- [WHAT YOU HAVE TO DO]
Rewrite the data below, switching every "red plastic basket" to "blue plastic basket" and leaving everything else unchanged. Omit the pictures from your answer.

###

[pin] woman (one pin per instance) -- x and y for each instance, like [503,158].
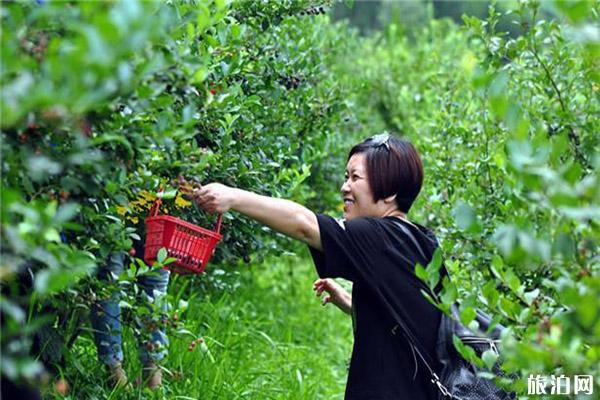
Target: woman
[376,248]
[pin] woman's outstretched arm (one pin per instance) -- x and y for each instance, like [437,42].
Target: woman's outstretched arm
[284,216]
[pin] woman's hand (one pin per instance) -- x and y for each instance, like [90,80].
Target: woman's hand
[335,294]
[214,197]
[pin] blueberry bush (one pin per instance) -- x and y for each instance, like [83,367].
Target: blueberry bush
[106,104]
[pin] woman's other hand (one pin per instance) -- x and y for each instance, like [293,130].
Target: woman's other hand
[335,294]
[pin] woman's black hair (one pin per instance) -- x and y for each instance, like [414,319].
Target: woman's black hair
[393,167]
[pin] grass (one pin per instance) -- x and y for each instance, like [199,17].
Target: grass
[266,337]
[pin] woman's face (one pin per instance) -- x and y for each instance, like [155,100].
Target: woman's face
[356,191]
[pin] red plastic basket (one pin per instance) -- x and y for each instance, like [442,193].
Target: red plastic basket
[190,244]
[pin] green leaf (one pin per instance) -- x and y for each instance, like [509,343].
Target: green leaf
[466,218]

###

- [SOLVED EXERCISE]
[pin] woman (one pin per instance) -- x and y for each instance, like [503,158].
Target: woman
[376,248]
[pin] woman's outstretched arm (one pin per instance) -- x and y for each instance, like [437,42].
Target: woman's outstretched arm
[284,216]
[pin] woman's hand (one pin per instance) -- x and y for each instance, like [90,80].
Target: woman's hand
[335,294]
[214,197]
[pin] blueberry bush (one pin per instance) -- x and y for each instance, like [83,367].
Target: blueberry bush
[106,104]
[pin] woman's other hand (one pin per instance) -- x and y for each instance, like [293,130].
Target: woman's other hand
[335,294]
[pin] woman's black hair (one pin per instance) -- x and y for each instance, like [414,319].
Target: woman's black hair
[393,167]
[pin] grass (one pin per instance) -- x and y for each instance, like [199,17].
Target: grass
[266,337]
[pin] woman's face (one pin per instance) -- x and y for each instance, like [155,100].
Target: woman's face
[356,191]
[pin] blue plastic basket (one pin per instance) -- x and y for each instance, like [442,193].
Target: blue plastic basket
[190,244]
[pin] green leaf (one pin per instance) -- x and y for each instance, like [509,343].
Target: green leaf
[466,218]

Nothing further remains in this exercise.